▶ _Required work_:
Each line below that contains the word "several" must be copied.

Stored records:
********************

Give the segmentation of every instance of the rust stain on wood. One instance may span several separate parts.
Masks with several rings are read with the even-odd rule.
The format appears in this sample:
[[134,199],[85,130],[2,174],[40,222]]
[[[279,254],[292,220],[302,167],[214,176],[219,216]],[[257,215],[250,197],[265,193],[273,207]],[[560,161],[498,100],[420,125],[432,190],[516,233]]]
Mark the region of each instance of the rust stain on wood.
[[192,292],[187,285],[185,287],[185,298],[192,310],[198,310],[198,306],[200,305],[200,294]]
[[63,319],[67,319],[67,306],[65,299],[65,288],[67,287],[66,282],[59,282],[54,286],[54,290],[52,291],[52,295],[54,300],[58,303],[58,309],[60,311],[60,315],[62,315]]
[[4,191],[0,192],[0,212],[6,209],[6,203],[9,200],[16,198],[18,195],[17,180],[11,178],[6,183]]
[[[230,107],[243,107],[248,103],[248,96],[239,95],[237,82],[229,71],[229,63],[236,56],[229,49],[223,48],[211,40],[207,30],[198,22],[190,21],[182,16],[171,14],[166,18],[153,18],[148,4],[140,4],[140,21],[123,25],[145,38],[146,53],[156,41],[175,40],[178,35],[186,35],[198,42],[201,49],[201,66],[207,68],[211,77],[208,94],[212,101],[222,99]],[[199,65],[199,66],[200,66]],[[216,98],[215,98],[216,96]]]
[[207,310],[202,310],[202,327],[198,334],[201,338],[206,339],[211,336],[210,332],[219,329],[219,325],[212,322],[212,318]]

********************

▶ _Exercise solution_:
Give the segmentation of every instance of the rust stain on wood. One instance may span several separate parts.
Masks with several rings are read with the even-odd rule.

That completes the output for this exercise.